Yapılacak iş:
Aşağıdaki alıntılanan metinden "Son 3 gündür" sözleriyle başlayıp "da ağır oldu." sözlerine kadar, bu sözler de dahil olmak üzere, uzanan bölümü hiçbir değişiklik yapmadan çıkarın.

Alıntılanan metin:
+++++

Son 3 gündür içimiz yana yana izliyoruz, Gara’da 13 vatan
evladının şehit edilmesi sadece ailelerini değil millet olarak
(ki bazıları hariç, onlar kendilerini biz de onları
gayet iyi biliyoruz) hepimizin yüreğine ateş düşürdü,
acısı ağır oldu ama, bu evlatlarımız üzerinden
yürütülen devletimize yönelik çirkin algı operasyonu
daha da ağır oldu.
Ne evlatlarımızın acımasızca katledilmesini, ne de onlar
üzerinden devletimize yapılan saldırıları kabul etmemiz
mümkün değil. Ve tabii gerçekler dün devletin iki bakanınca
yüzlerine vurulduğunda o terör sevicilerinin hala
koltuklarında oturuyor olmalarını, yüzlerine atılan şamara gülerek
karşılık vermelerini, ucuz polemiklere girmelerini seyretmek bile
insanın kanına dokunuyor o başka…
Bırakın devlet karşıtlığını
azıcık insan olma erdemliğini taşıyan birinin bile bu gerçekler
karşısında yüzünün kızarması, arlanması gerekir. Ama
nerde?

+++++

Kayıtlı veriler:
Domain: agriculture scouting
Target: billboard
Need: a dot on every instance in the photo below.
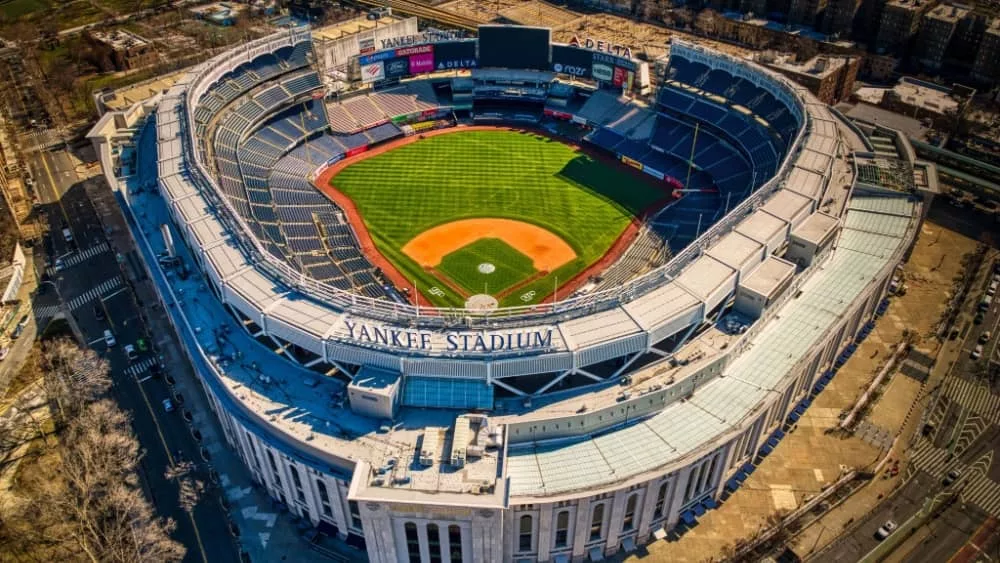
(508, 46)
(396, 68)
(373, 72)
(454, 55)
(603, 72)
(572, 61)
(422, 63)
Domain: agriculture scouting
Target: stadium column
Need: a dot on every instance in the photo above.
(544, 531)
(648, 506)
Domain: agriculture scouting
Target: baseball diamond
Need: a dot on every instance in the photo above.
(579, 205)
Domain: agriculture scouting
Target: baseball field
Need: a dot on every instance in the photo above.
(507, 213)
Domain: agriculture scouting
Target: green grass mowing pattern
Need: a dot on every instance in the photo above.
(505, 174)
(462, 266)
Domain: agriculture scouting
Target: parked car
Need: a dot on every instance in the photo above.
(886, 530)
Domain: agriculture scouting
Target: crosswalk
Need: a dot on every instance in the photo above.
(979, 489)
(136, 370)
(78, 257)
(95, 293)
(976, 398)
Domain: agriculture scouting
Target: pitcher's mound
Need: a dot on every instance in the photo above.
(481, 302)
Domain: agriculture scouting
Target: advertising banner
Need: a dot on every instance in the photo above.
(376, 57)
(455, 55)
(373, 72)
(423, 62)
(603, 72)
(632, 162)
(397, 68)
(653, 172)
(416, 50)
(619, 76)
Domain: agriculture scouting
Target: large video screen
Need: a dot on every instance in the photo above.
(514, 47)
(455, 54)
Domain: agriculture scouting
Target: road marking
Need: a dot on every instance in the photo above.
(135, 370)
(110, 295)
(94, 293)
(79, 257)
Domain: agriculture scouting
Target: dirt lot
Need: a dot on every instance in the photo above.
(809, 458)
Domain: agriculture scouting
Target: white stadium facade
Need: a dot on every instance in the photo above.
(567, 431)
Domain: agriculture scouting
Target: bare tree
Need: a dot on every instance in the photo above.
(73, 376)
(190, 489)
(90, 508)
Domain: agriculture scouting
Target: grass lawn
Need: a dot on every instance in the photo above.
(503, 174)
(510, 266)
(16, 9)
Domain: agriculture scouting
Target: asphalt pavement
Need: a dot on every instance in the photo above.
(101, 298)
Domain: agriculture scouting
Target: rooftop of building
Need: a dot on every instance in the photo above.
(120, 39)
(910, 5)
(353, 26)
(819, 66)
(925, 95)
(950, 13)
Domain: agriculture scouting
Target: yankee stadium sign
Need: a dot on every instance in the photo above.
(454, 341)
(430, 36)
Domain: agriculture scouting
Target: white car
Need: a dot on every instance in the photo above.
(886, 530)
(977, 352)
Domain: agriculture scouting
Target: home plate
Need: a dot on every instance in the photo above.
(481, 302)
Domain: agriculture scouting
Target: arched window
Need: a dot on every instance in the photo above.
(455, 543)
(661, 499)
(562, 529)
(524, 534)
(434, 543)
(628, 523)
(412, 542)
(597, 522)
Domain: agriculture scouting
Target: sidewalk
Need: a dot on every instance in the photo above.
(809, 458)
(265, 535)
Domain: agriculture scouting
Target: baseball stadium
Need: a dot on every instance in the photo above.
(503, 299)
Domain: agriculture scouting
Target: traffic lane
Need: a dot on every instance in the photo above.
(948, 533)
(861, 540)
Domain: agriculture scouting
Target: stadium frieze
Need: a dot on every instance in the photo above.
(526, 340)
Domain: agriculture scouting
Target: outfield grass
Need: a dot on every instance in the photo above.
(462, 266)
(504, 174)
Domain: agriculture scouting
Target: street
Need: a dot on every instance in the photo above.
(953, 466)
(96, 288)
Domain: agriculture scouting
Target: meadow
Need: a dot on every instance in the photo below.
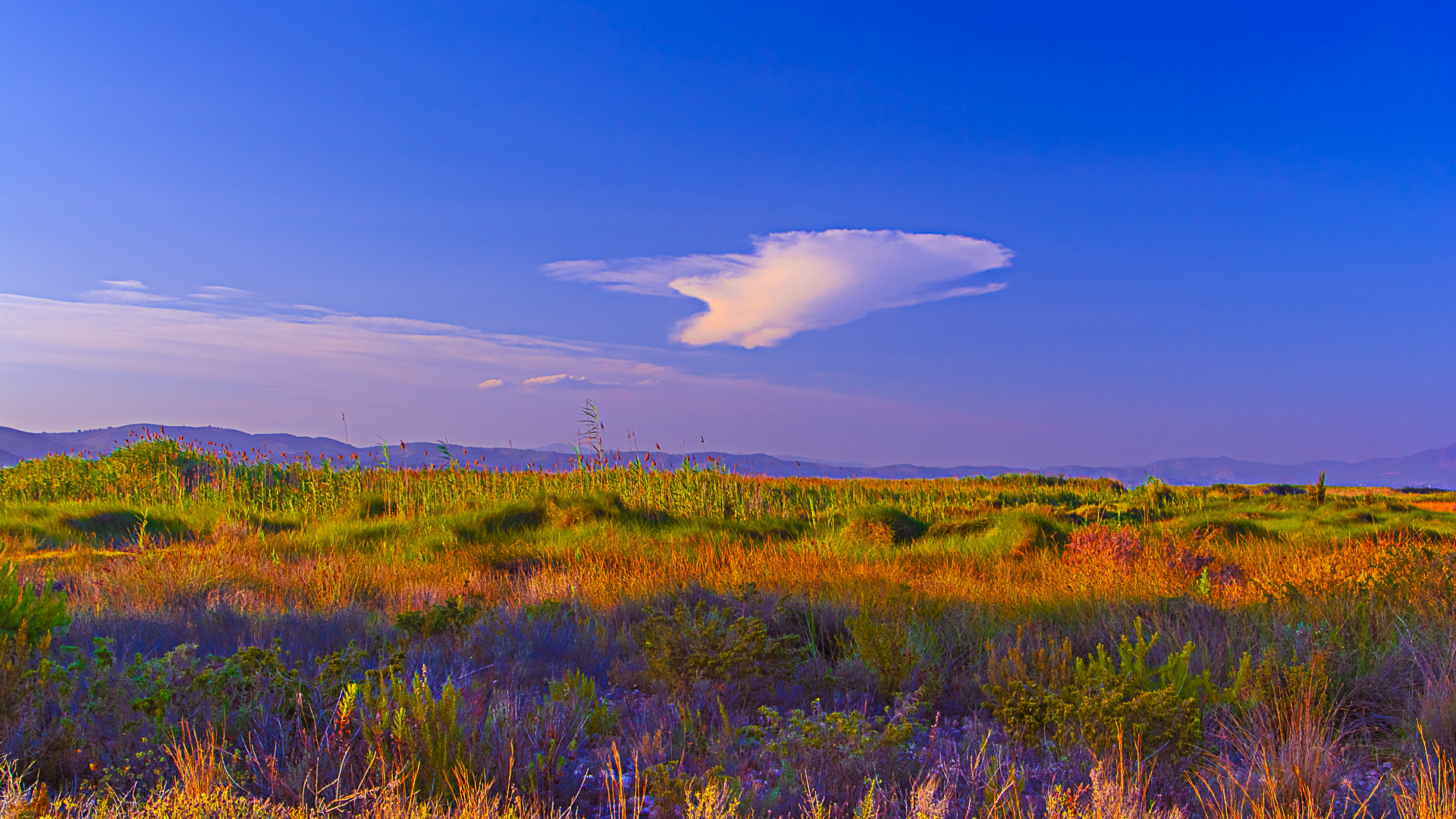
(190, 632)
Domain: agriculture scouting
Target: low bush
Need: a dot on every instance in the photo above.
(712, 645)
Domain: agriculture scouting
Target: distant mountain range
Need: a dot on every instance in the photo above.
(1432, 468)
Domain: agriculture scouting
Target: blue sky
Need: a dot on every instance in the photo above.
(1232, 226)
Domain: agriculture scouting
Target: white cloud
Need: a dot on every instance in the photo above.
(548, 381)
(80, 365)
(124, 292)
(216, 292)
(800, 280)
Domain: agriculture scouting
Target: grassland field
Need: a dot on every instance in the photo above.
(190, 634)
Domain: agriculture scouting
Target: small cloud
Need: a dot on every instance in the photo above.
(215, 292)
(126, 292)
(800, 280)
(548, 381)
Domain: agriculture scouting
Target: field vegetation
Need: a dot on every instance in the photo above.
(188, 634)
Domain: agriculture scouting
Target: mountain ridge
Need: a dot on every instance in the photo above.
(1430, 468)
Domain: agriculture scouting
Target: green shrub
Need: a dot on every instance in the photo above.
(883, 525)
(712, 645)
(884, 648)
(36, 614)
(840, 749)
(450, 618)
(411, 732)
(1106, 703)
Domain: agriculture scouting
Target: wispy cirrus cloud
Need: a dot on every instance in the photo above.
(99, 363)
(800, 280)
(216, 293)
(124, 292)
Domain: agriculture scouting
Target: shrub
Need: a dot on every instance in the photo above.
(450, 618)
(36, 614)
(842, 749)
(883, 526)
(414, 733)
(1104, 703)
(712, 645)
(886, 649)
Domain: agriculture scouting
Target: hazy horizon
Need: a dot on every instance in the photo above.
(951, 235)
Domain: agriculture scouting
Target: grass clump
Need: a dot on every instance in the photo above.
(599, 643)
(712, 645)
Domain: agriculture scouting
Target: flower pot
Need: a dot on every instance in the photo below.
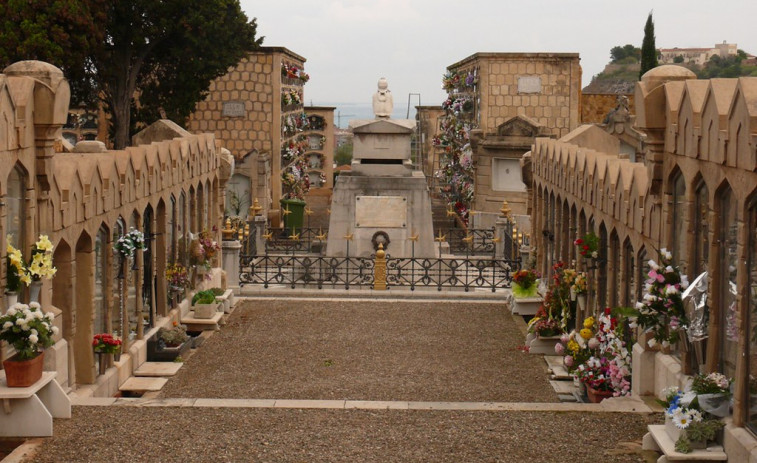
(296, 209)
(166, 354)
(23, 373)
(11, 298)
(102, 364)
(581, 298)
(34, 290)
(715, 404)
(596, 396)
(205, 310)
(520, 292)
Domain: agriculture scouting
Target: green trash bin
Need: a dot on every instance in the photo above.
(296, 208)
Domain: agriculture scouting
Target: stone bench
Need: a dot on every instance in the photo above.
(29, 411)
(658, 439)
(201, 324)
(228, 300)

+++++

Beklenen yanıt:
Son 3 gündür içimiz yana yana izliyoruz, Gara’da 13 vatan
evladının şehit edilmesi sadece ailelerini değil millet olarak
(ki bazıları hariç, onlar kendilerini biz de onları
gayet iyi biliyoruz) hepimizin yüreğine ateş düşürdü,
acısı ağır oldu ama, bu evlatlarımız üzerinden
yürütülen devletimize yönelik çirkin algı operasyonu
daha da ağır oldu.